Once the line containing "the white eyebrow" is found in the data below, output that line and every line after it through the last, unchanged and with nothing else.

Saved data entries:
Start of Block

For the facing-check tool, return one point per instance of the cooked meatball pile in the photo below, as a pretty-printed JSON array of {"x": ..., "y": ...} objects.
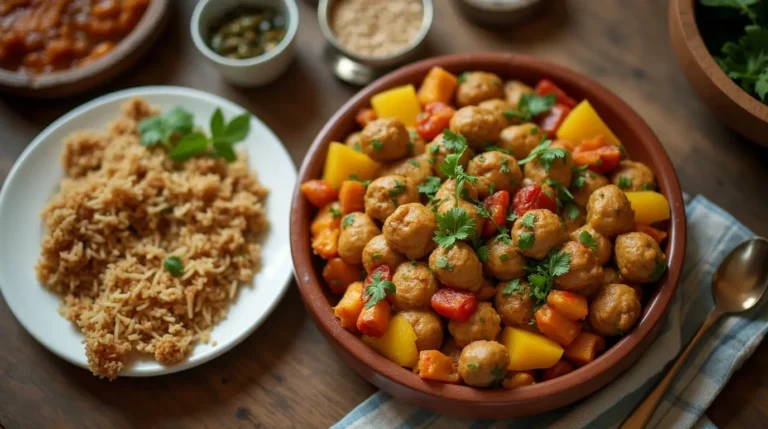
[{"x": 430, "y": 220}]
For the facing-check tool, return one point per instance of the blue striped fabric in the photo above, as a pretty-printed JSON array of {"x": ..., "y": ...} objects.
[{"x": 712, "y": 233}]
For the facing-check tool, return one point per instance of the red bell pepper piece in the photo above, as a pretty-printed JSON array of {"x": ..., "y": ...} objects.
[
  {"x": 551, "y": 120},
  {"x": 319, "y": 192},
  {"x": 454, "y": 304},
  {"x": 365, "y": 116},
  {"x": 533, "y": 197},
  {"x": 600, "y": 155},
  {"x": 435, "y": 118},
  {"x": 386, "y": 275},
  {"x": 546, "y": 86},
  {"x": 497, "y": 205}
]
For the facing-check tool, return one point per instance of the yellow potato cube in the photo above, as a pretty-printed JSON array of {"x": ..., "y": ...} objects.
[
  {"x": 398, "y": 344},
  {"x": 528, "y": 350},
  {"x": 584, "y": 123},
  {"x": 400, "y": 103},
  {"x": 342, "y": 162},
  {"x": 649, "y": 206}
]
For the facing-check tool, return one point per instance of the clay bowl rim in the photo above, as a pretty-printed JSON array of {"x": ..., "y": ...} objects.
[
  {"x": 694, "y": 43},
  {"x": 315, "y": 299},
  {"x": 147, "y": 26}
]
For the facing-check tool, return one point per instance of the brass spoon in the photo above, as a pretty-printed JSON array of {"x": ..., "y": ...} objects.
[{"x": 737, "y": 285}]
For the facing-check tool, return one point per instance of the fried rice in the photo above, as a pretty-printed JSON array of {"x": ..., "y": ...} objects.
[{"x": 121, "y": 210}]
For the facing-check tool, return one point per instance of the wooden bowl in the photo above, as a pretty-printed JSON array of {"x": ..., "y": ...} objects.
[
  {"x": 466, "y": 401},
  {"x": 76, "y": 80},
  {"x": 731, "y": 104}
]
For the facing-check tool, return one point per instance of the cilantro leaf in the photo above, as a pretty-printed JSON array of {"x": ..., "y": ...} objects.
[
  {"x": 586, "y": 239},
  {"x": 454, "y": 225},
  {"x": 430, "y": 186},
  {"x": 378, "y": 290}
]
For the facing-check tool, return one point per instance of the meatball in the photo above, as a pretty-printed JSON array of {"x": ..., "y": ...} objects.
[
  {"x": 513, "y": 302},
  {"x": 457, "y": 267},
  {"x": 536, "y": 242},
  {"x": 414, "y": 285},
  {"x": 386, "y": 193},
  {"x": 479, "y": 126},
  {"x": 614, "y": 310},
  {"x": 483, "y": 324},
  {"x": 497, "y": 169},
  {"x": 483, "y": 363},
  {"x": 417, "y": 169},
  {"x": 385, "y": 139},
  {"x": 353, "y": 141},
  {"x": 468, "y": 207},
  {"x": 583, "y": 188},
  {"x": 561, "y": 170},
  {"x": 378, "y": 252},
  {"x": 357, "y": 229},
  {"x": 572, "y": 224},
  {"x": 603, "y": 248},
  {"x": 639, "y": 257},
  {"x": 520, "y": 140},
  {"x": 428, "y": 328},
  {"x": 585, "y": 272},
  {"x": 504, "y": 262},
  {"x": 448, "y": 190},
  {"x": 609, "y": 212},
  {"x": 410, "y": 230},
  {"x": 437, "y": 153},
  {"x": 633, "y": 176},
  {"x": 514, "y": 91},
  {"x": 499, "y": 107},
  {"x": 476, "y": 87}
]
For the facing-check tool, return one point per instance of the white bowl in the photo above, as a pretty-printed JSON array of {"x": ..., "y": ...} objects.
[
  {"x": 254, "y": 71},
  {"x": 35, "y": 177}
]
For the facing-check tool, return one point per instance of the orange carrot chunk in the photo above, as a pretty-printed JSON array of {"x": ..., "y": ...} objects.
[{"x": 556, "y": 326}]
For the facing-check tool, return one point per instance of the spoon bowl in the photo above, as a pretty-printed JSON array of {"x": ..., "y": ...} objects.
[{"x": 742, "y": 278}]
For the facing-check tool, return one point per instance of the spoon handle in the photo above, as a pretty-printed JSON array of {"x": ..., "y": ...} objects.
[{"x": 639, "y": 418}]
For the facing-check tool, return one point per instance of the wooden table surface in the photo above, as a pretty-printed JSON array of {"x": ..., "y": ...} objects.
[{"x": 285, "y": 375}]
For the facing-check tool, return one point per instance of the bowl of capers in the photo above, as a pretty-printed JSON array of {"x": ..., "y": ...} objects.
[{"x": 250, "y": 42}]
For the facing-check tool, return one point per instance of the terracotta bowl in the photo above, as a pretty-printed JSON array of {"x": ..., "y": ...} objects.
[
  {"x": 466, "y": 401},
  {"x": 77, "y": 80},
  {"x": 731, "y": 104}
]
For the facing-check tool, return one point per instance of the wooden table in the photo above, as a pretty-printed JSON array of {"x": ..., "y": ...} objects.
[{"x": 285, "y": 375}]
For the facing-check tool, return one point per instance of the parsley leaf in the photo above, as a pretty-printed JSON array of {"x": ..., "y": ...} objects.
[
  {"x": 528, "y": 220},
  {"x": 430, "y": 186},
  {"x": 586, "y": 239},
  {"x": 378, "y": 289},
  {"x": 545, "y": 155},
  {"x": 454, "y": 225},
  {"x": 513, "y": 287},
  {"x": 530, "y": 106},
  {"x": 173, "y": 265}
]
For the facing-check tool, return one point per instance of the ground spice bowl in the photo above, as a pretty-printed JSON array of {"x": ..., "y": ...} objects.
[{"x": 465, "y": 401}]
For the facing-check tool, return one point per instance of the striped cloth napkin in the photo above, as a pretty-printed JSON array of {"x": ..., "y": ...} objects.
[{"x": 712, "y": 234}]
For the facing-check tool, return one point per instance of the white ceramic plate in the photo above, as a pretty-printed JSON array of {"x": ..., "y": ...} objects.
[{"x": 35, "y": 176}]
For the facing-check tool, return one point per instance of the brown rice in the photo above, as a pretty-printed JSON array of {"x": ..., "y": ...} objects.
[{"x": 122, "y": 208}]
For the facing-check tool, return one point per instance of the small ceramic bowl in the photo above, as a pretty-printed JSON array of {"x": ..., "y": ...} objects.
[
  {"x": 731, "y": 104},
  {"x": 362, "y": 69},
  {"x": 465, "y": 401},
  {"x": 249, "y": 72}
]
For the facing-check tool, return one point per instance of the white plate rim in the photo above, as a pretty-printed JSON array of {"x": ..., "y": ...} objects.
[{"x": 191, "y": 361}]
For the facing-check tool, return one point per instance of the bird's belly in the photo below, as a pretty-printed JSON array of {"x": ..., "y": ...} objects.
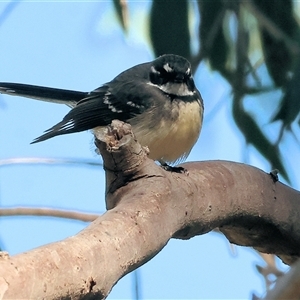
[{"x": 171, "y": 139}]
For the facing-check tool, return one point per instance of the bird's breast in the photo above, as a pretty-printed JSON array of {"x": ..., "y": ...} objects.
[{"x": 172, "y": 131}]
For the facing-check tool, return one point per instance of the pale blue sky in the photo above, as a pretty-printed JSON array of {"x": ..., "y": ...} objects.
[{"x": 79, "y": 45}]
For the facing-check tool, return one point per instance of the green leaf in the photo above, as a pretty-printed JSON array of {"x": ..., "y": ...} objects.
[
  {"x": 169, "y": 27},
  {"x": 278, "y": 56},
  {"x": 290, "y": 103},
  {"x": 122, "y": 12},
  {"x": 213, "y": 42}
]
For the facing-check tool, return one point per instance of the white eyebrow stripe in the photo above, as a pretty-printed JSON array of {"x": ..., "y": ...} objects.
[
  {"x": 179, "y": 89},
  {"x": 167, "y": 67}
]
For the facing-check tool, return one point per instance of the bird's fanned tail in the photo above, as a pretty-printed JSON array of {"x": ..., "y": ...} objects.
[{"x": 47, "y": 94}]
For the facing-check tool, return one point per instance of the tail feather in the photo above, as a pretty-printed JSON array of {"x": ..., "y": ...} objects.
[{"x": 67, "y": 97}]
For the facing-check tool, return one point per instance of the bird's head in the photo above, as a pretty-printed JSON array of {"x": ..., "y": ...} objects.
[{"x": 172, "y": 74}]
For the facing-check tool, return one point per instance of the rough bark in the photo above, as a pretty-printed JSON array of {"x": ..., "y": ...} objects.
[{"x": 148, "y": 206}]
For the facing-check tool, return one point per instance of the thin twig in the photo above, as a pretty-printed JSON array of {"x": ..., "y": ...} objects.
[
  {"x": 48, "y": 212},
  {"x": 271, "y": 27},
  {"x": 42, "y": 160}
]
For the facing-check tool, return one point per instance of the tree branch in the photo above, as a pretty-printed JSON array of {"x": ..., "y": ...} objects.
[{"x": 147, "y": 207}]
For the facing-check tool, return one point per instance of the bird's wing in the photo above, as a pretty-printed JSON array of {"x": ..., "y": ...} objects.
[
  {"x": 100, "y": 107},
  {"x": 67, "y": 97}
]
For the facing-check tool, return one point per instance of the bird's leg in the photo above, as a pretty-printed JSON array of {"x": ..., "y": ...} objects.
[{"x": 169, "y": 168}]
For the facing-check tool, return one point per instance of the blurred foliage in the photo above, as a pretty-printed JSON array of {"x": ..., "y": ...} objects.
[{"x": 224, "y": 36}]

End of Block

> Exercise result
For the facing-check tool, return one point per instance of the white eyebrow stripe in the photo above, as a pretty-printed JSON array of {"x": ..., "y": ...} objects.
[
  {"x": 179, "y": 89},
  {"x": 167, "y": 67}
]
For the facing-check tool, return one point per instance of the bird's fanned tail in the photo above, as a pretty-printed JSON array of {"x": ..., "y": ...} objects.
[{"x": 47, "y": 94}]
For the facing-check tool, return one point per instance of the tail feather in the photo above, as a pretty-printed JSON array of {"x": ..., "y": ...} objects.
[{"x": 67, "y": 97}]
For the facing-check tool, return one point per instance of the bird's head in the photo above, as a pretty-printed JSON array of {"x": ..., "y": ...} objects.
[{"x": 172, "y": 74}]
For the facing-check tool, return one point per instance of the rough bark in the photo above, as a pretty-printed JSON array of {"x": ..., "y": ...} objects.
[{"x": 148, "y": 206}]
For the facing-check tool, return one point per instance of the thin twig in the photo above, as a pretty-printed JSON array of {"x": ..., "y": ...} objects.
[
  {"x": 48, "y": 212},
  {"x": 271, "y": 27},
  {"x": 42, "y": 160}
]
For the facing-check tool, return one point per instance of the tree branch in the photo above, as a pretty-printed JSON array of {"x": ..., "y": ...} objects.
[{"x": 147, "y": 207}]
For the facing-check tool, return one point per instance of the bird's wing in the photo above, as a pretty-printed JSON array of {"x": ..., "y": ...} objects.
[
  {"x": 100, "y": 107},
  {"x": 67, "y": 97}
]
For the facing-check tool, return one point per instance of the bird's leg in the photo above, as a pretty-printed JSON array of {"x": ..., "y": ...} objects.
[{"x": 169, "y": 168}]
For the facing-check tool, return one point per instance of the blurred foliage in the photo above, as a pretty-printed JSON array of {"x": ..., "y": ...} objects.
[{"x": 224, "y": 36}]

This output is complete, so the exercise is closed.